**WHAT IS BEING ASKED:** Among the lines below, a stretch begins at the one with "box: [591, 874, 651, 995]" and ends at the one with "positive clicks: (336, 714)". Repeat that stretch exactly, ends included.

**EXTRACTED MATERIAL:**
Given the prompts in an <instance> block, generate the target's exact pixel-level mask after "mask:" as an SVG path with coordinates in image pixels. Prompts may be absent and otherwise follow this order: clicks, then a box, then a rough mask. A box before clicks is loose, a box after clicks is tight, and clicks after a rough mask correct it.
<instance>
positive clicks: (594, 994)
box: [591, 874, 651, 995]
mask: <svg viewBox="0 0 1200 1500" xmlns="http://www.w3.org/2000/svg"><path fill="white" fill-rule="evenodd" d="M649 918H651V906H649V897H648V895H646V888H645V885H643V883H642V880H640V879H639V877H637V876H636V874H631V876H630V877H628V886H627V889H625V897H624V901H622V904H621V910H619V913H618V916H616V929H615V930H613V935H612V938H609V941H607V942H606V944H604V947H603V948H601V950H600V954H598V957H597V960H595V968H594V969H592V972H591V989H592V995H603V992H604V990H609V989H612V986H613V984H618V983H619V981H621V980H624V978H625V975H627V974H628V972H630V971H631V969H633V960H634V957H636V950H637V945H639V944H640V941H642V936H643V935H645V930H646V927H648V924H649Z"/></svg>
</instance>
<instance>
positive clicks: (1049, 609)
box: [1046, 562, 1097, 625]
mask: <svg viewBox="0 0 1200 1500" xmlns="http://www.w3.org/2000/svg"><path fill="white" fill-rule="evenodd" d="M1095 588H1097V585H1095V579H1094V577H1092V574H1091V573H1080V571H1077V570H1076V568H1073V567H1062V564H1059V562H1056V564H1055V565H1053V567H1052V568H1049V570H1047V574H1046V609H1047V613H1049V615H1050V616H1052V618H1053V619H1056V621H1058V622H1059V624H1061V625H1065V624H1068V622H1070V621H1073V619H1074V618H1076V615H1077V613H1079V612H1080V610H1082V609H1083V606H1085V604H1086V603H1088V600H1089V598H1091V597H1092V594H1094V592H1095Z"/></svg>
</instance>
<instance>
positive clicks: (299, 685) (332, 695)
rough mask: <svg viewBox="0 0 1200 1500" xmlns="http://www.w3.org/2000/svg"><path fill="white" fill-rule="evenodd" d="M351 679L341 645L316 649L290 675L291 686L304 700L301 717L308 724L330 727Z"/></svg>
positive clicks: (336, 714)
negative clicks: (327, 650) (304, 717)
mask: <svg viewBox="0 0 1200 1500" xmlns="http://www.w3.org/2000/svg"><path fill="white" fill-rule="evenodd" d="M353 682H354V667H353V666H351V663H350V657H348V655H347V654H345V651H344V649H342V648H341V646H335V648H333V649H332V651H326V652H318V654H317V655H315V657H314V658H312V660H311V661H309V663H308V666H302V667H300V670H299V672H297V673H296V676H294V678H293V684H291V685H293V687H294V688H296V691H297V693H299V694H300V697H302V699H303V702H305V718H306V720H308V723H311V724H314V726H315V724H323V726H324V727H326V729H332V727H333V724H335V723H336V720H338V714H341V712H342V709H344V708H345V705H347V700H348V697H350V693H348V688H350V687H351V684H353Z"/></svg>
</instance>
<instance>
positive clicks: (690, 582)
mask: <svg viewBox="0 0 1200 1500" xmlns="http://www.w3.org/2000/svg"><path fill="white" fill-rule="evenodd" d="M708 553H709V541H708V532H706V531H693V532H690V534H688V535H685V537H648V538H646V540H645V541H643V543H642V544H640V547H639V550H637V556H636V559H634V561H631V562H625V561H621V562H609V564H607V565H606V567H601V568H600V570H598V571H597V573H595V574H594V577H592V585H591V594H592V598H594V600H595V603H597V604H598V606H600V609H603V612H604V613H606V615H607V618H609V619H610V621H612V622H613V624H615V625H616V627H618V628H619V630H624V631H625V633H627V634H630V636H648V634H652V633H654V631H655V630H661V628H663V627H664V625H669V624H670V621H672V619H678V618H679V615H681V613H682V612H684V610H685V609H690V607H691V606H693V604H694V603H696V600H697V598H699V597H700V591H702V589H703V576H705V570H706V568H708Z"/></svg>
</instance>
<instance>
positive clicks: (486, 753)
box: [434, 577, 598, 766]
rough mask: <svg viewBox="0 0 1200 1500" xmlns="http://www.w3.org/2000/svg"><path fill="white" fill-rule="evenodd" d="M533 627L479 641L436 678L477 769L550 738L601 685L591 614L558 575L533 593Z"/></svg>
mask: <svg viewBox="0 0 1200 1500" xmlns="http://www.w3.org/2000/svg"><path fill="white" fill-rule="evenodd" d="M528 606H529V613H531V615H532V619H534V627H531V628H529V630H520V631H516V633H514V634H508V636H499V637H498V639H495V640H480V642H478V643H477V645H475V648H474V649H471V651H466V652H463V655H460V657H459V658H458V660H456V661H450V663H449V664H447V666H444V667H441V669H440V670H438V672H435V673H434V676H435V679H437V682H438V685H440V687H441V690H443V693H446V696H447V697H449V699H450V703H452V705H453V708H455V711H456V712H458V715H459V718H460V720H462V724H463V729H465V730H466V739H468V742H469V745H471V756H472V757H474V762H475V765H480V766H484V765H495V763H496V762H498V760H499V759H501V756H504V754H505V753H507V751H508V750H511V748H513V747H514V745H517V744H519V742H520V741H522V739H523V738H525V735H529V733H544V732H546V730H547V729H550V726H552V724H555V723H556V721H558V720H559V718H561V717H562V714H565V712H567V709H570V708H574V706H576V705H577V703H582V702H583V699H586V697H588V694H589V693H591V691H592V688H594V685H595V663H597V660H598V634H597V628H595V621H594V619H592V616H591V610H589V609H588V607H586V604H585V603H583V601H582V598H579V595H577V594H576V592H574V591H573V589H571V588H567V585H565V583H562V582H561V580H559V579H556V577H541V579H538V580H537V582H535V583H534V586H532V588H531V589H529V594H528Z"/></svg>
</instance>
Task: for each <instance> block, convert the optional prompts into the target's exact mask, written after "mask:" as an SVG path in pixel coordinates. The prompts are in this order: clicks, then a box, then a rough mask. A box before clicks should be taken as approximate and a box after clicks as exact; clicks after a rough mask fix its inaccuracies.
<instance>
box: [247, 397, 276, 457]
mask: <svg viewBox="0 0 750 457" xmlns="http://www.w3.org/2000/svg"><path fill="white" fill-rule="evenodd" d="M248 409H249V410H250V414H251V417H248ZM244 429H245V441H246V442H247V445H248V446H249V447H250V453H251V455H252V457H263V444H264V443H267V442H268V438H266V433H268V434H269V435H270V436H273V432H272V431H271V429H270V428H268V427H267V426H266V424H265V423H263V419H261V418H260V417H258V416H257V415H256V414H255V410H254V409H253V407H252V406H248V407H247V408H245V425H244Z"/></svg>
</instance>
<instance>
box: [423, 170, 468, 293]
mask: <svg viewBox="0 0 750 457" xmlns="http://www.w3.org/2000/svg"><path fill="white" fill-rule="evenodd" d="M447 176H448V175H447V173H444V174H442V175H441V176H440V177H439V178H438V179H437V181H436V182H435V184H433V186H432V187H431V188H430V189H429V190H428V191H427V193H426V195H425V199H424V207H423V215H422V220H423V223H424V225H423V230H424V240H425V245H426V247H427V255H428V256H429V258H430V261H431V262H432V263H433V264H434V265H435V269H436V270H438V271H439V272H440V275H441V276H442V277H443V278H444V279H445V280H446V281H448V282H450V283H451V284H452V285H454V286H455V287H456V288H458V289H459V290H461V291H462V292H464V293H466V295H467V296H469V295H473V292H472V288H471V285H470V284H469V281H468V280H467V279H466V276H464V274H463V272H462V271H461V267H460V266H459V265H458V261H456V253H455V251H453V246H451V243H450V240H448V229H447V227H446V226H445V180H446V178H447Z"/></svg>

**YOUR SOLUTION:**
box: [591, 874, 651, 995]
mask: <svg viewBox="0 0 1200 1500" xmlns="http://www.w3.org/2000/svg"><path fill="white" fill-rule="evenodd" d="M649 918H651V906H649V897H648V895H646V888H645V885H643V883H642V880H640V879H639V877H637V876H636V874H631V876H630V877H628V886H627V889H625V897H624V901H622V904H621V910H619V913H618V916H616V929H615V930H613V935H612V938H609V941H607V942H606V944H604V947H603V948H601V950H600V954H598V957H597V960H595V968H594V969H592V972H591V989H592V995H603V992H604V990H609V989H612V986H613V984H618V983H619V981H621V980H624V978H625V975H627V974H628V972H630V971H631V969H633V960H634V957H636V950H637V945H639V944H640V941H642V936H643V935H645V930H646V927H648V924H649Z"/></svg>
</instance>
<instance>
positive clicks: (1049, 609)
box: [1046, 562, 1097, 625]
mask: <svg viewBox="0 0 1200 1500" xmlns="http://www.w3.org/2000/svg"><path fill="white" fill-rule="evenodd" d="M1095 588H1097V585H1095V579H1094V577H1092V574H1091V573H1080V571H1077V570H1076V568H1073V567H1062V564H1059V562H1056V564H1055V565H1053V567H1052V568H1049V570H1047V574H1046V609H1047V613H1049V615H1050V616H1052V618H1053V619H1056V621H1058V622H1059V624H1061V625H1065V624H1068V622H1070V621H1073V619H1074V618H1076V615H1077V613H1079V612H1080V610H1082V609H1083V606H1085V604H1086V603H1088V600H1089V598H1091V597H1092V594H1094V592H1095Z"/></svg>
</instance>
<instance>
positive clicks: (299, 685) (332, 695)
rough mask: <svg viewBox="0 0 1200 1500" xmlns="http://www.w3.org/2000/svg"><path fill="white" fill-rule="evenodd" d="M351 679L341 645L316 649L290 675L291 686L304 700L301 717L308 724L330 727Z"/></svg>
positive clicks: (336, 714)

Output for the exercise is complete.